- _EXERCISE_: Please return, unchanged, the lines of the listing below that start at the line containing "Would you mind pointing at the church tower" and stop after the line containing "column 602, row 203".

(Records of labeled points)
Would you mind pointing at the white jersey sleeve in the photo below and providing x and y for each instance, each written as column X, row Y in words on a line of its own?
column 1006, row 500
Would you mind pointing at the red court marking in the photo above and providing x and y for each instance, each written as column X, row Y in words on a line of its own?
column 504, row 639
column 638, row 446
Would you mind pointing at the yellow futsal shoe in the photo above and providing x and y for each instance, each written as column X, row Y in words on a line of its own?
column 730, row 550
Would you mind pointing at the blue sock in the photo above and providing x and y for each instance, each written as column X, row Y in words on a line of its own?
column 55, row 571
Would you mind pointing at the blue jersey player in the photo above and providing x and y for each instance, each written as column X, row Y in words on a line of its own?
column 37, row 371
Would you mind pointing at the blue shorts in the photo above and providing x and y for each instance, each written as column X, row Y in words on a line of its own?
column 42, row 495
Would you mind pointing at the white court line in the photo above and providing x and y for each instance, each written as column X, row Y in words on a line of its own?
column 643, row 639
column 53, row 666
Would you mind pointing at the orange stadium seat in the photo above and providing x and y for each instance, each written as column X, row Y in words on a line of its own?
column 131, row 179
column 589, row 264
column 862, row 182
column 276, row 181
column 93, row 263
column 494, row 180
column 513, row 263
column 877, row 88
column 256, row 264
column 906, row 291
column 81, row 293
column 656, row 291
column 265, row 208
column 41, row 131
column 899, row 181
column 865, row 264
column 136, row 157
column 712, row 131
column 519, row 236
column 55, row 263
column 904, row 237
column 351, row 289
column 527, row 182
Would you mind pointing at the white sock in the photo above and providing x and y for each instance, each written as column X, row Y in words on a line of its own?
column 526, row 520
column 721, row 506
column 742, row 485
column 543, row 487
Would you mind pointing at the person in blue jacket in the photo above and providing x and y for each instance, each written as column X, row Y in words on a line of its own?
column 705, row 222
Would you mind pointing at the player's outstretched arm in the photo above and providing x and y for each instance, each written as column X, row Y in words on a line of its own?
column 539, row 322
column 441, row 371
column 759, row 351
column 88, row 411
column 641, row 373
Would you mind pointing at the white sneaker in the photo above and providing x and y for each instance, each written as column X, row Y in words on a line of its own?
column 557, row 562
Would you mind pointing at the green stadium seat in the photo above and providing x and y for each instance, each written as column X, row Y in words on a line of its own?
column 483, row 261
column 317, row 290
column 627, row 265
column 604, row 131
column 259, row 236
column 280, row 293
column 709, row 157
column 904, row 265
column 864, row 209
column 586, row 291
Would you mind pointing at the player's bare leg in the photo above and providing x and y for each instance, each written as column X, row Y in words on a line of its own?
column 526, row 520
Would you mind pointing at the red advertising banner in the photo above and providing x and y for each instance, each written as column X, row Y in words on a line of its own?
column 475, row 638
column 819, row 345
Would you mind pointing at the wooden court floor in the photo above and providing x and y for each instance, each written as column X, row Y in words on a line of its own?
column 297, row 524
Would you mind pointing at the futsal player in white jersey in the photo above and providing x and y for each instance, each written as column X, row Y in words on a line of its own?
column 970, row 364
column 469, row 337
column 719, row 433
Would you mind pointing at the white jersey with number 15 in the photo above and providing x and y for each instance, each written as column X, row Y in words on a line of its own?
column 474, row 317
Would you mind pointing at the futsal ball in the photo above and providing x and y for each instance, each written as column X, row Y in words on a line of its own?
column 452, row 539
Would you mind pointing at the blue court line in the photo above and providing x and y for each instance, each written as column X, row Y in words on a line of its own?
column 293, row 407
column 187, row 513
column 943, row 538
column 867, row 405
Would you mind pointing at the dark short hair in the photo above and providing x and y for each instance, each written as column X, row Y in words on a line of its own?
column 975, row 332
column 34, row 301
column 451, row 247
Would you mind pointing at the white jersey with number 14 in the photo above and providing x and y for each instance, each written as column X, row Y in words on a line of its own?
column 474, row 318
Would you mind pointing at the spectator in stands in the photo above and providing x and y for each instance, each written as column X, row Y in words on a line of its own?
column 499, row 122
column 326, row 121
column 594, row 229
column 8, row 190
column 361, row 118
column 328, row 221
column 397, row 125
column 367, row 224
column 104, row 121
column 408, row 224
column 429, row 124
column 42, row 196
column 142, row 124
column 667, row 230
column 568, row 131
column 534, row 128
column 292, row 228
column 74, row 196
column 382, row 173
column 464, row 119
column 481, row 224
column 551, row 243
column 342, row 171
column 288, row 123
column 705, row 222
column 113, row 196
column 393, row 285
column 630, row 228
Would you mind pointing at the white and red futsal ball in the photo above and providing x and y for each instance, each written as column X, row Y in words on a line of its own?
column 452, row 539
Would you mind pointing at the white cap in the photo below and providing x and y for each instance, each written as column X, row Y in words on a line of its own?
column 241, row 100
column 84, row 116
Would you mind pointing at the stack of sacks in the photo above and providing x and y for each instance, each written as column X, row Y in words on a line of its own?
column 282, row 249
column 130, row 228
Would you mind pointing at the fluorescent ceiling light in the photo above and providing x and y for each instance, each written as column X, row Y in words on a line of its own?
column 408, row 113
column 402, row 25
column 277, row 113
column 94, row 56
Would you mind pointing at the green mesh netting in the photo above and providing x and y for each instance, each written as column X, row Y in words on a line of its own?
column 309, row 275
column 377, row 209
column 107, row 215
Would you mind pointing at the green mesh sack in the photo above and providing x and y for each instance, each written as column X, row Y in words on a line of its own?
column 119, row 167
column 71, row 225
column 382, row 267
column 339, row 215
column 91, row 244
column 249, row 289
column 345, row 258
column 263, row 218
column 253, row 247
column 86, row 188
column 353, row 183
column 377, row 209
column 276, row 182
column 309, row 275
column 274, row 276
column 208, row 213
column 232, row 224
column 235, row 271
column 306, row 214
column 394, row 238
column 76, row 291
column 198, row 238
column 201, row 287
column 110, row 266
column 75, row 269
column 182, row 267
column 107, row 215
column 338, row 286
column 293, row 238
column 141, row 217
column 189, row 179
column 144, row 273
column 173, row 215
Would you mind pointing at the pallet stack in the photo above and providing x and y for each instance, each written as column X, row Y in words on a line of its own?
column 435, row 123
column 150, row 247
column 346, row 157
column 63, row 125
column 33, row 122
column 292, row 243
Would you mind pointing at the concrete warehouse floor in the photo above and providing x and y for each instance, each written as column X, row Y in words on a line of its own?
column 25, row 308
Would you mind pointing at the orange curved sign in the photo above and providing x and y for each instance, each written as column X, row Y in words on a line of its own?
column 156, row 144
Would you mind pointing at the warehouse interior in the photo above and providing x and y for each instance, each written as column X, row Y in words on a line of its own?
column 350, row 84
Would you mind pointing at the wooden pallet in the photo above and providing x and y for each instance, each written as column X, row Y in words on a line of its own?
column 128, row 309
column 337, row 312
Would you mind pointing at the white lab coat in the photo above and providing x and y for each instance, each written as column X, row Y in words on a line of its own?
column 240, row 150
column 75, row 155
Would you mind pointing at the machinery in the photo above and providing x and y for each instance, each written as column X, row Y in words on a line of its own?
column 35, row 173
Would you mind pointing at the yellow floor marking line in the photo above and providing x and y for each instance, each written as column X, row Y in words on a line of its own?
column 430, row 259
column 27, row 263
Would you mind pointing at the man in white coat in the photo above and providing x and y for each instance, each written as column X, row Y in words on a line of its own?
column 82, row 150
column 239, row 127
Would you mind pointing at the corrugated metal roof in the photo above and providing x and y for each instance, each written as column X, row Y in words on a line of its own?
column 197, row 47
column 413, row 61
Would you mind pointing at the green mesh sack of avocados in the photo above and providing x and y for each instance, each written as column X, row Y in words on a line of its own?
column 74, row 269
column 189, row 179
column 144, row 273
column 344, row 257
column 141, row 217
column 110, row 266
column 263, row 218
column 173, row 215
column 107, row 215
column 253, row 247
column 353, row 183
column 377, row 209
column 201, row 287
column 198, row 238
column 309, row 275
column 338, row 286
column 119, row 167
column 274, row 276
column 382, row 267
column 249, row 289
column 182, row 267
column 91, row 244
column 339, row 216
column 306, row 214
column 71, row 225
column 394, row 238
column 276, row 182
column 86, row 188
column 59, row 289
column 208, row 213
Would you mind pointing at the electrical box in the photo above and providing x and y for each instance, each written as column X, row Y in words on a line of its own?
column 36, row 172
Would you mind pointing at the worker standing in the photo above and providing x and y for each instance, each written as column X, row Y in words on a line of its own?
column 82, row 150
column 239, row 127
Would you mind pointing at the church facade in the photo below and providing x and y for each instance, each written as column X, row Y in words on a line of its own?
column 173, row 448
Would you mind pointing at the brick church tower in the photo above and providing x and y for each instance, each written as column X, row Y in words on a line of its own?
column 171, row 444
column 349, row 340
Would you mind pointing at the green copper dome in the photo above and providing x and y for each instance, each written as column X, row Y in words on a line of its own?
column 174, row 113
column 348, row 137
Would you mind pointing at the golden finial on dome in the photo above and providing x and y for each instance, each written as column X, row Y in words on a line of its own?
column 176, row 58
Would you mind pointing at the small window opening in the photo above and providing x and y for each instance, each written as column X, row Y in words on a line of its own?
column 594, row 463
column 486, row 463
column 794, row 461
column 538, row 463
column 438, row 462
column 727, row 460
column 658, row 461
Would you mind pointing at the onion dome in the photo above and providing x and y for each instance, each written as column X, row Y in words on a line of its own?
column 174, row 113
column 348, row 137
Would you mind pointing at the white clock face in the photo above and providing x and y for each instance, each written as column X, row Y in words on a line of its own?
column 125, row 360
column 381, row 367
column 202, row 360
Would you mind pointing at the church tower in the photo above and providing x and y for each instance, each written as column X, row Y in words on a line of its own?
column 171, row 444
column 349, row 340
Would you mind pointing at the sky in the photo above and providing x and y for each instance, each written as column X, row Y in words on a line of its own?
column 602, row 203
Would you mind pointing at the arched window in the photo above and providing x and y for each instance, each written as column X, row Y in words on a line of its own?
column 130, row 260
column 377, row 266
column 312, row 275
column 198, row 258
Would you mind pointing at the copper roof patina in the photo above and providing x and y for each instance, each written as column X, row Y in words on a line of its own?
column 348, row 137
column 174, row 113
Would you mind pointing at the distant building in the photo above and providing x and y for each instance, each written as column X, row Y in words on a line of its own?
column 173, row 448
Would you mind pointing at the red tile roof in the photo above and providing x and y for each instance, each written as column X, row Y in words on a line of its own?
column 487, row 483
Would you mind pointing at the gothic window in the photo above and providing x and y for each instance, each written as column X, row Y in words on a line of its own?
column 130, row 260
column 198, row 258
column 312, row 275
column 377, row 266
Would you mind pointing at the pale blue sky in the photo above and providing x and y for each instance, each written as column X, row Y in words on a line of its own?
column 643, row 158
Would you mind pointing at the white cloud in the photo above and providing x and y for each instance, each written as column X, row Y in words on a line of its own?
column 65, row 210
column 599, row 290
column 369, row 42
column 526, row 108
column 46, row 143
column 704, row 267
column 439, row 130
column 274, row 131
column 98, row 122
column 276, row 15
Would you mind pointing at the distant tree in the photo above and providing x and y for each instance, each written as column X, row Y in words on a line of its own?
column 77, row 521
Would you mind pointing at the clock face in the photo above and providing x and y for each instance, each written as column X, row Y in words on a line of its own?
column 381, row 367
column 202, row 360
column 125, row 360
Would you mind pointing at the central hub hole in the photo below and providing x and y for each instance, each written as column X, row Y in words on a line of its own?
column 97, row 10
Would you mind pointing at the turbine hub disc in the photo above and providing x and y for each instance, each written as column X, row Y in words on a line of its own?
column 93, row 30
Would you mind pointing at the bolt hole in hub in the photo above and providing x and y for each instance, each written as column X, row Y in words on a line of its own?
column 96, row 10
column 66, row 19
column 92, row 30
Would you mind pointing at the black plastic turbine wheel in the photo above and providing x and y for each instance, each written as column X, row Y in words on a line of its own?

- _FINAL RESULT_:
Would you mind pointing at the church tower in the photo above and providing x and y for each instance, each written as column X, row Y in words on a line of its own?
column 171, row 444
column 349, row 340
Would you mind pointing at the sky in the photo above and providing x and y for each instance, each written as column X, row Y in words on a line of its own?
column 602, row 203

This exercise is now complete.